====== RECORD EXTRACTS ======

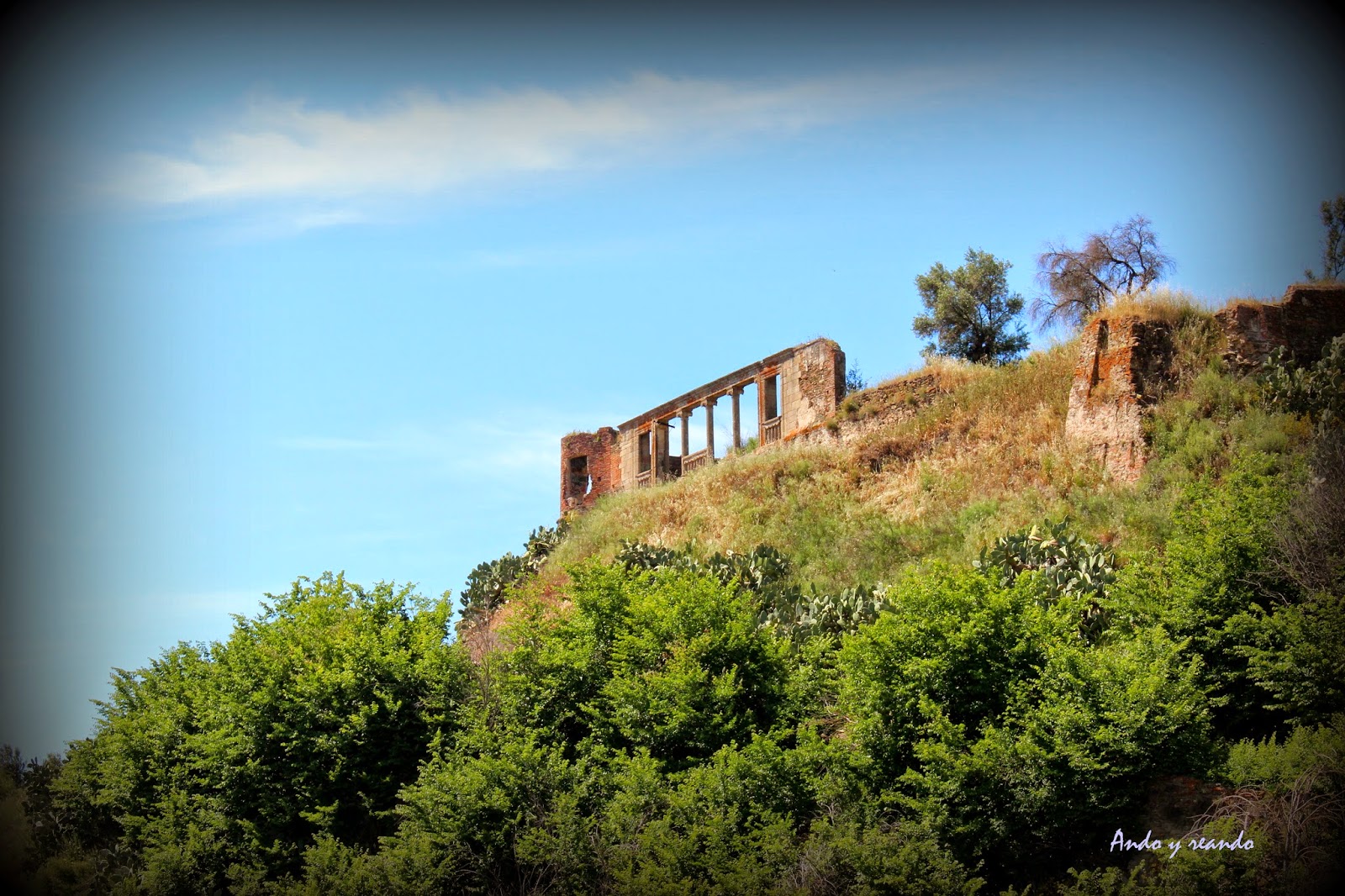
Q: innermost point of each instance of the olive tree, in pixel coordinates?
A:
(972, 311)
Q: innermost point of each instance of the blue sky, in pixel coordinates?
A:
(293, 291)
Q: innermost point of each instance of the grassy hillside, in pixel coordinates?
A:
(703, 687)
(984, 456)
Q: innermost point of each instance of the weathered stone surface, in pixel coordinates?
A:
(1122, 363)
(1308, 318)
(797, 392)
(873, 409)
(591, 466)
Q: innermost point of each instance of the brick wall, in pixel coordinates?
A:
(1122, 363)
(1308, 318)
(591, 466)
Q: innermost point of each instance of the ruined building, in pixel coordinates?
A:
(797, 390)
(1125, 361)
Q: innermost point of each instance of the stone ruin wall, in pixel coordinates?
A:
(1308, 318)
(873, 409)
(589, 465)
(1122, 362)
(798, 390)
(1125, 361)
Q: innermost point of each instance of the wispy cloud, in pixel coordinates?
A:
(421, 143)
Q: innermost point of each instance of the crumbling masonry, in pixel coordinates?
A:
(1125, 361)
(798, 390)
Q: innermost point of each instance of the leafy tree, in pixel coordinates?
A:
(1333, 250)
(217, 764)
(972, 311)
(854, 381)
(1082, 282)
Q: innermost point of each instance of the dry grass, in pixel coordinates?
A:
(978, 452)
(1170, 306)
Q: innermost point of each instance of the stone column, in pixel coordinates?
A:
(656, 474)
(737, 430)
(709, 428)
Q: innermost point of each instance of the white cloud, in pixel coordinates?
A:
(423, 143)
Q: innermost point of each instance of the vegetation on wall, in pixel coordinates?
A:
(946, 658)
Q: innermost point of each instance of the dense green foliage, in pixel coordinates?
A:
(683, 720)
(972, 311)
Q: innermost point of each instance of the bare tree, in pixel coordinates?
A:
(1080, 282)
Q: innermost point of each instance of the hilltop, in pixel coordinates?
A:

======

▶ **TASK BRIEF**: Rewrite the rows above with "innermost point" switched to "central point" everywhere and nothing else changed. Leave out the pictures.

▶ **EXERCISE OUTPUT**:
Q: central point of each instance of the olive tree, in pixel coordinates?
A:
(972, 311)
Q: central point of each instance of the blue sky, in pixel coordinates?
A:
(293, 291)
Q: central point of each instance of the grassy hillside, in pixel coordinates?
A:
(703, 687)
(984, 456)
Q: central point of each instance of the weathered stone surface, in pixel coordinates?
A:
(1122, 363)
(1308, 318)
(797, 392)
(873, 409)
(591, 466)
Q: central point of each instance of the brick wall, in pixel coordinates?
A:
(1122, 363)
(1308, 318)
(591, 466)
Q: central point of each instance of the ruined building, in pixel coordinates?
A:
(797, 390)
(1125, 361)
Q: central point of each instance of the stone ruin wall, in pixel coordinates?
A:
(1308, 318)
(873, 409)
(589, 465)
(1122, 362)
(798, 390)
(1125, 361)
Q: central point of each instance of the wispy cloud, in pixel coordinates?
A:
(421, 143)
Q: central point of each instance of the crumbling masonry, in pixel coordinates?
A:
(1125, 361)
(798, 390)
Q: central point of each instance of the leafy tree, in pixel coordinates?
A:
(1333, 250)
(217, 764)
(972, 311)
(854, 381)
(1082, 282)
Q: central point of each instance of the dry grass, in pixel coordinates?
A:
(978, 452)
(1170, 306)
Q: central point of each instance of the stone column, in pixel coordinates?
A:
(656, 474)
(737, 430)
(709, 428)
Q: central point of each instance of the white cloud, in pixel coordinates?
A:
(423, 143)
Q: central point of each instance of the vegetation on wall, in pixel coordinates?
A:
(946, 658)
Q: central point of each instance of the dense green foliage, in pixel coordinates?
A:
(683, 720)
(972, 311)
Q: central point of each instance of the bare tree, in pixel coordinates?
A:
(1080, 282)
Q: central point of each instance of the hilltop, in pixel coordinates?
A:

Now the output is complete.